### DOCUMENT EXCERPT

Re: [GSoC] artbufmgr - Mailing list pgsql-hackers

From pantilimonov michael
Subject Re: [GSoC] artbufmgr
Date
Msg-id 7009531564058048@myt4-42d4a9f8d9f5.qloud-c.yandex.net
Whole thread Raw
In response to [GSoC] artbufmgr  (pantilimonov misha <pantlimon@yandex.ru>)
List pgsql-hackers
Greetings all,

> So, this is a plan, that I would like to stick with subsequently:
>
> 1) Work on synchronization.
> 2) Examine bulk operations on buffers, replace them with tree (prefix) iterator.
> 3) A reasonable way to size memory for tree maintenance.
>

previously i described the plan, that i wanted to follow; achieved results are summarized below.
Should note beforehand, that third item wasn't touched.

>
> Dynamic data structure like tree brings problems that are not relevant for the current hashtable implementation.
> The number of LWLocks in the hashtable is fixed and equal to the number of partitions(128),
> the memory footprint for buckets and hash-entries can be easily precomputed.

### ENTRIES SHOWN
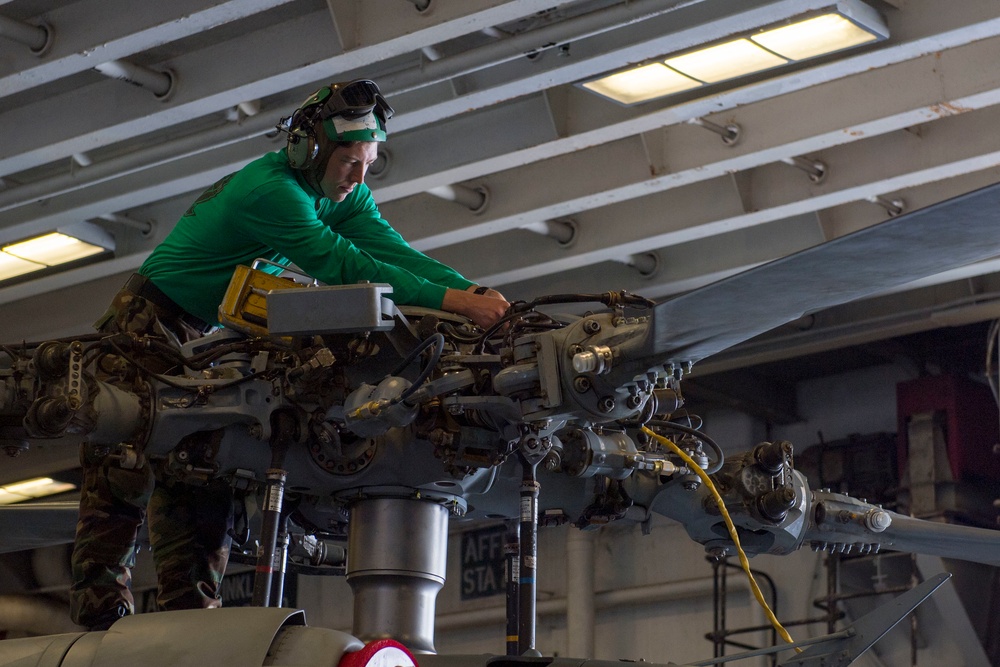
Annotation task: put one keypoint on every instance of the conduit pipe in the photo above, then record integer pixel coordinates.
(35, 615)
(563, 231)
(131, 163)
(145, 227)
(160, 84)
(474, 199)
(580, 613)
(665, 592)
(34, 37)
(535, 41)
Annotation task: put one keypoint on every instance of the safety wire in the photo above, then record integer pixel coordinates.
(744, 563)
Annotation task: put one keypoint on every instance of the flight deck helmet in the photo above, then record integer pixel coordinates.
(351, 111)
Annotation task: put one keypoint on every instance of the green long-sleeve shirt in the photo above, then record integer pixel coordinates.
(267, 210)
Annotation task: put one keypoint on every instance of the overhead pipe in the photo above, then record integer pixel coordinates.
(38, 38)
(131, 163)
(563, 231)
(145, 227)
(730, 133)
(814, 168)
(647, 263)
(159, 83)
(892, 206)
(535, 41)
(428, 74)
(611, 599)
(475, 199)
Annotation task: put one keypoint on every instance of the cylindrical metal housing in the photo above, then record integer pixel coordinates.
(396, 564)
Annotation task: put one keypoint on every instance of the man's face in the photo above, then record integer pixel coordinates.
(347, 168)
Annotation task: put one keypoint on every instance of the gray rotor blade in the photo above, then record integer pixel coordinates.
(944, 236)
(36, 525)
(867, 630)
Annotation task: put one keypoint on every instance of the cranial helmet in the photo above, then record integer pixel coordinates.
(352, 111)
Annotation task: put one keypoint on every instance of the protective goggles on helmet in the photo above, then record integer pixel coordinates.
(355, 99)
(352, 111)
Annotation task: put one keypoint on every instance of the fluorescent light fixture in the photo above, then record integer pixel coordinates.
(642, 83)
(68, 244)
(11, 267)
(725, 61)
(51, 249)
(814, 37)
(31, 489)
(842, 25)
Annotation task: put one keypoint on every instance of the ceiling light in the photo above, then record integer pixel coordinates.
(641, 84)
(31, 489)
(51, 249)
(725, 61)
(68, 244)
(11, 266)
(813, 37)
(842, 25)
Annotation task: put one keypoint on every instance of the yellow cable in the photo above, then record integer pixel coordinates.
(744, 563)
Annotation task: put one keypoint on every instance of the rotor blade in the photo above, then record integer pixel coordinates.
(35, 525)
(867, 630)
(944, 236)
(844, 525)
(978, 545)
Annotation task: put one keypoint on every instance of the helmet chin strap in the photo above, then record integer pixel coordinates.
(314, 175)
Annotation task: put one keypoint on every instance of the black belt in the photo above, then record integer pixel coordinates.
(142, 286)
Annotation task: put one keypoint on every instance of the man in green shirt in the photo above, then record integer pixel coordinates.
(308, 205)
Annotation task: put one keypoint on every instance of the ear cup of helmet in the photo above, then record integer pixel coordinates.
(302, 149)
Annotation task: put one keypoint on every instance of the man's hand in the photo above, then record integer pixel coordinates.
(483, 309)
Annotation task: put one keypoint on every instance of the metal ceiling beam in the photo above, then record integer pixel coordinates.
(709, 259)
(776, 129)
(802, 123)
(584, 121)
(879, 165)
(92, 32)
(256, 65)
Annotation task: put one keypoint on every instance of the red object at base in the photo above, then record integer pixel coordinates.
(380, 653)
(970, 422)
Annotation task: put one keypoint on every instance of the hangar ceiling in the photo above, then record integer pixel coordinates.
(498, 162)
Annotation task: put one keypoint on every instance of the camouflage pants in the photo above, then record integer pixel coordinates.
(189, 526)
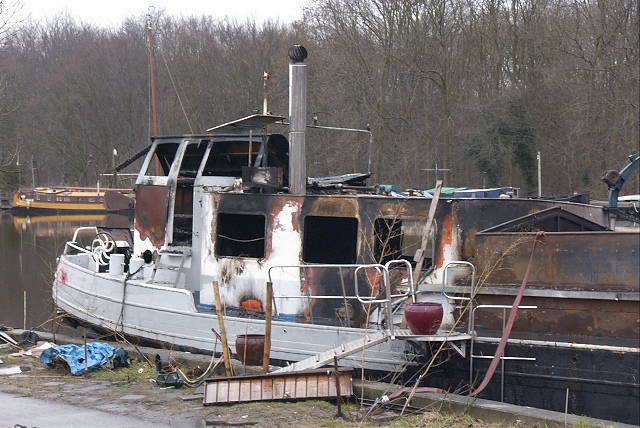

### TASK 1
In the artbufmgr mailing list message, how many partitions does the current hashtable implementation have?
### TASK 2
List every item in the plan quoted in the artbufmgr mailing list message.
### TASK 3
Continue the artbufmgr mailing list message from its last sentence.

### FINAL ANSWER 1
128

### FINAL ANSWER 2
1) Work on synchronization.
2) Examine bulk operations on buffers, replace them with tree (prefix) iterator.
3) A reasonable way to size memory for tree maintenance.

### FINAL ANSWER 3
>
> Currently, I am thinking about the idea of tree decomposition, so that it is really a
> tree of trees, where RelFileNode[12bytes] (maybe + ForkNum) can be used for the top tree and
> the rest for the trees of blocks. Hence, each bottom tree can contain a single private LWLock, that will be
> used to protect its content. Won't be that an overkill? if we take a hypothetical example with
> 2 tablespaces(hdd + sdd), each with 500+ objects, so the number of LWLocks should scale accordingly, or
> we will be forced to reuse them, by unloading block trees, that should be done in some intelligent way.
>

Primarily i have started with a single-lock art tree, using the same locking strategy as an existing hashtable.
Both structs were surrounded by "defines", so i could run them independently or simultaneously.
The last option was mainly used as some kind of validation check that tree works in the same way
as hashtable. I have tested a single-lock tree version using pgbench and 'installcheck',
in order to test it on some kind of activity where multiple parallel processes are involved and
fresh relations tags arrive/leave due to the create/drop of tables.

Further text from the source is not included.